** Begin Selected text **

The results of operations for the three months ended September 30, 2000 are not
necessarily indicative of the results that may be expected for the entire year.
Note B - Principles of Consolidation
The accompanying unaudited consolidated financial statements include the
accounts of Midland Capital Holdings Corporation (the "Company") and its
wholly-owned subsidiary, Midland Federal Savings and Loan Association (the
"Association") and the Association's wholly-owned subsidiaries, Midland Service
Corporation, MS Insurance Agency, Inc. and Bridgeview Development Company. All
significant intercompany balances and transactions have been eliminated in
consolidation.
Note C - Stock Conversion and Holding Company Reorganization
On June 30, 1993, the Association completed a conversion to the stock form of
organization with the sale of 345,000 shares of $.01 par value common stock at
$10.00 per share. On March 19, 1998, the Board of Directors of the Association
adopted a proposal to reorganize the Association into a holding company form of
organization in accordance with a Merger Agreement and Plan of Reorganization
(the "Reorganization"). The Reorganization was approved by the Association's
shareholders on July 15, 1998 and became effective on July 23, 1998. As a result
of the Reorganization, the Association became a wholly-owned subsidiary of
Midland Capital Holdings Corporation, a newly formed Delaware Corporation, and
each outstanding share of common stock of the Association became, by operation
of law, one share of common stock of Midland Capital Holdings Corporation.

** End Selected text **
** Begin Raw records **

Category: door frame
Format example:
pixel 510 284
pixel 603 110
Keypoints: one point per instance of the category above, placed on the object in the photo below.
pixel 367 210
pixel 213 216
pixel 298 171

** End Raw records **
** Begin Raw records **

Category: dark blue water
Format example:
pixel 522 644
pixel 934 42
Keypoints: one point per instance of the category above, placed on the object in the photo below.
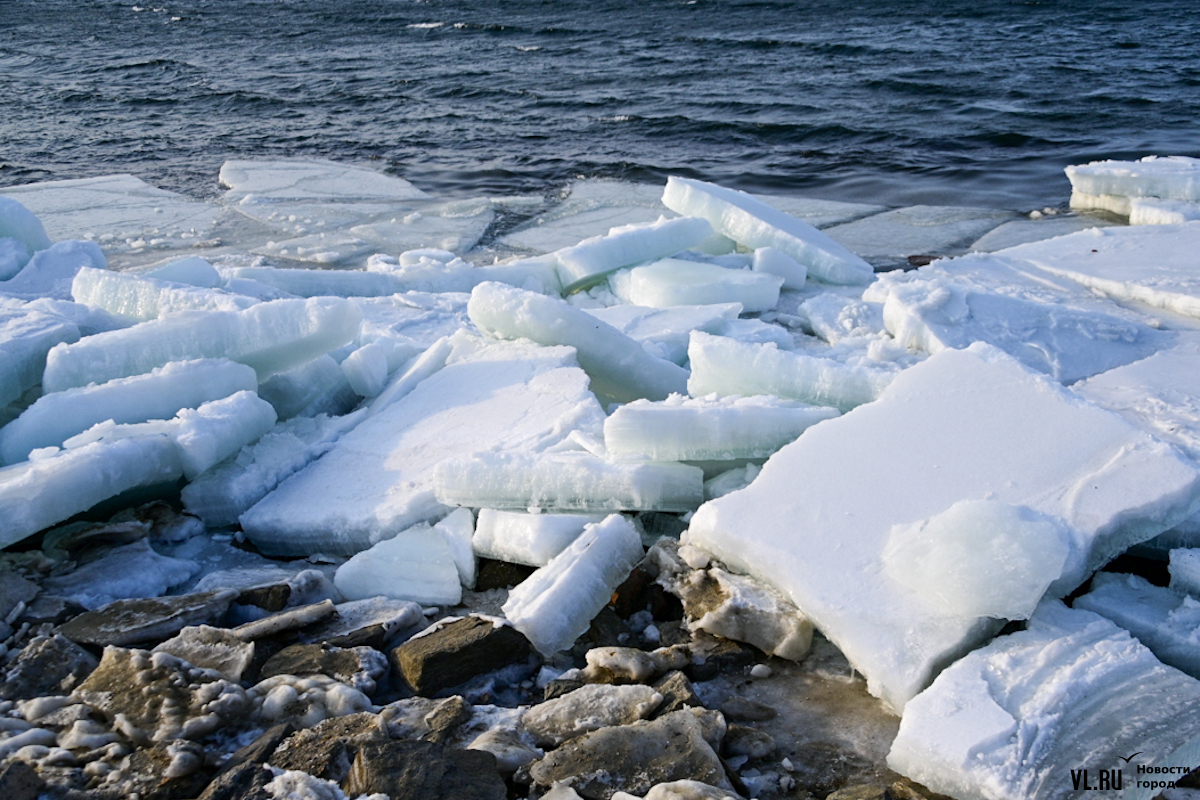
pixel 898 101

** End Raw records **

Instructions for the task.
Answer these questions about the financial statement notes:
(a) What are the names of the Association's wholly-owned subsidiaries?
(b) How many shares were sold in the June 30, 1993 conversion, and at what price per share?
(c) On what date did the Reorganization become effective?
The records are separate material and do not relate to the financial statement notes.

Written response.
(a) Midland Service Corporation, MS Insurance Agency, Inc. and Bridgeview Development Company
(b) 345,000 shares at $10.00 per share
(c) July 23, 1998